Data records
** Start **
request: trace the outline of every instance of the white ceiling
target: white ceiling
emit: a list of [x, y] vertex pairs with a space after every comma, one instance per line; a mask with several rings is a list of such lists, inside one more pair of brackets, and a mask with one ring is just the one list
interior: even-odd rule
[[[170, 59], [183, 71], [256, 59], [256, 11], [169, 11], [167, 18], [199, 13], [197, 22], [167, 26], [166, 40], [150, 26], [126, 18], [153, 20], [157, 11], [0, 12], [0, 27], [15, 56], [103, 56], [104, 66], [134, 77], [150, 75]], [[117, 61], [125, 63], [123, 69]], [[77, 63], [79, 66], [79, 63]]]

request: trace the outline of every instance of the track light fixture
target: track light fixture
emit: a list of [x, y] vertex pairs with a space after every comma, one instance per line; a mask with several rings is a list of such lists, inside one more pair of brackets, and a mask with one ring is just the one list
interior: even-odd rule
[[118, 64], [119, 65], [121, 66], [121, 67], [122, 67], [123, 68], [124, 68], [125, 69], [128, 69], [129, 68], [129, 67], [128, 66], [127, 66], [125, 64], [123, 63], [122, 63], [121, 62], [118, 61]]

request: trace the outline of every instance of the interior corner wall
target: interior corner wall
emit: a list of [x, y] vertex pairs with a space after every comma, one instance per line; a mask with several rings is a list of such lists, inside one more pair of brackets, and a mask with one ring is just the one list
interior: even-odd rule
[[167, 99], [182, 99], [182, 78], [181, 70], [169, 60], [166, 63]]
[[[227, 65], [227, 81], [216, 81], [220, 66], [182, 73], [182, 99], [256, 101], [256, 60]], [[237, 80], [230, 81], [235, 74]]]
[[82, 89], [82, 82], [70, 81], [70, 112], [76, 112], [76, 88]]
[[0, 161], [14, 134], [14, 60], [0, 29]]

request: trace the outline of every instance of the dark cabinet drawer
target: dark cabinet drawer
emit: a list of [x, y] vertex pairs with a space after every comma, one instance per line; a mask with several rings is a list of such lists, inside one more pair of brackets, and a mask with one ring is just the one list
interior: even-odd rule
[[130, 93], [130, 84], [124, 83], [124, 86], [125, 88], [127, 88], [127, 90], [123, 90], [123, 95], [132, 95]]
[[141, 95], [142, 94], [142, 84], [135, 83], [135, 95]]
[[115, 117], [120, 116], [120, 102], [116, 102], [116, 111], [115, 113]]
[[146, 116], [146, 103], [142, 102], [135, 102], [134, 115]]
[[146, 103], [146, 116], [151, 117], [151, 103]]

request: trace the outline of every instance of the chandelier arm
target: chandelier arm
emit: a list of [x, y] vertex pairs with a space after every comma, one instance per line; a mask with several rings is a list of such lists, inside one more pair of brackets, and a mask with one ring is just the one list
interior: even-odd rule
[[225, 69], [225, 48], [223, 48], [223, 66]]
** End **
◆ **Your objective**
Copy every line of these records word for word.

◆ **Result**
request: trace the outline of every instance of the white ceiling
target: white ceiling
emit: a list of [x, y] vertex pairs with a space after every comma, one instance per line; a mask with several rings is a list of such lists, inside one more pair of brackets, and a mask with one ring is just the one list
interior: even-odd rule
[[[170, 59], [183, 71], [256, 59], [256, 11], [169, 11], [167, 18], [199, 13], [197, 22], [167, 26], [166, 40], [150, 26], [126, 18], [153, 20], [157, 11], [0, 12], [0, 27], [15, 56], [103, 56], [104, 66], [134, 77], [150, 75]], [[117, 61], [125, 63], [123, 69]], [[77, 63], [79, 66], [79, 63]]]

request: trace the outline of every instance of the track light fixture
target: track light fixture
emit: a list of [x, y] vertex pairs with a space after every comma, one instance per line; a mask with several rings is a list of such lists, inside one more pair of brackets, and a mask with one ring is just the one list
interior: even-odd rule
[[118, 64], [119, 65], [121, 66], [121, 67], [122, 67], [123, 68], [124, 68], [125, 69], [128, 69], [129, 68], [129, 67], [128, 66], [127, 66], [125, 64], [123, 63], [122, 63], [121, 62], [118, 61]]

request: trace the outline of every instance of the interior corner wall
target: interior corner wall
emit: a list of [x, y] vertex pairs with a space after every comma, one instance per line; a mask with several rings is a list of such lists, inside one more pair of brackets, and a mask with one ring is just the one list
interior: even-odd rule
[[167, 99], [182, 99], [182, 78], [181, 70], [169, 60], [166, 63]]
[[[227, 65], [227, 81], [216, 81], [220, 66], [182, 73], [182, 99], [256, 101], [256, 60]], [[237, 80], [230, 81], [235, 74]]]
[[82, 89], [82, 82], [70, 81], [70, 112], [76, 112], [76, 88]]
[[0, 161], [14, 134], [14, 60], [0, 29]]

request: trace the outline of every instance of the dark cabinet drawer
target: dark cabinet drawer
emit: a list of [x, y] vertex pairs with a space after every comma, one instance per line; a mask with several rings is a list of such lists, inside one more pair of brackets, and a mask with one ring is just the one list
interior: even-odd rule
[[130, 93], [130, 84], [124, 83], [124, 86], [125, 88], [127, 88], [127, 90], [123, 90], [123, 95], [132, 95]]
[[141, 95], [142, 94], [142, 84], [135, 83], [135, 95]]
[[115, 117], [120, 116], [120, 102], [116, 102], [116, 111], [115, 113]]
[[146, 116], [146, 103], [142, 102], [135, 102], [134, 115]]
[[146, 103], [146, 116], [151, 117], [151, 103]]

request: trace the outline of every instance of the chandelier arm
target: chandelier arm
emit: a list of [x, y] vertex pairs with a space after every comma, one instance per line; a mask with several rings is a list of such lists, inside one more pair of brackets, and a mask with one ring is just the one list
interior: even-odd rule
[[225, 69], [225, 48], [223, 48], [223, 66]]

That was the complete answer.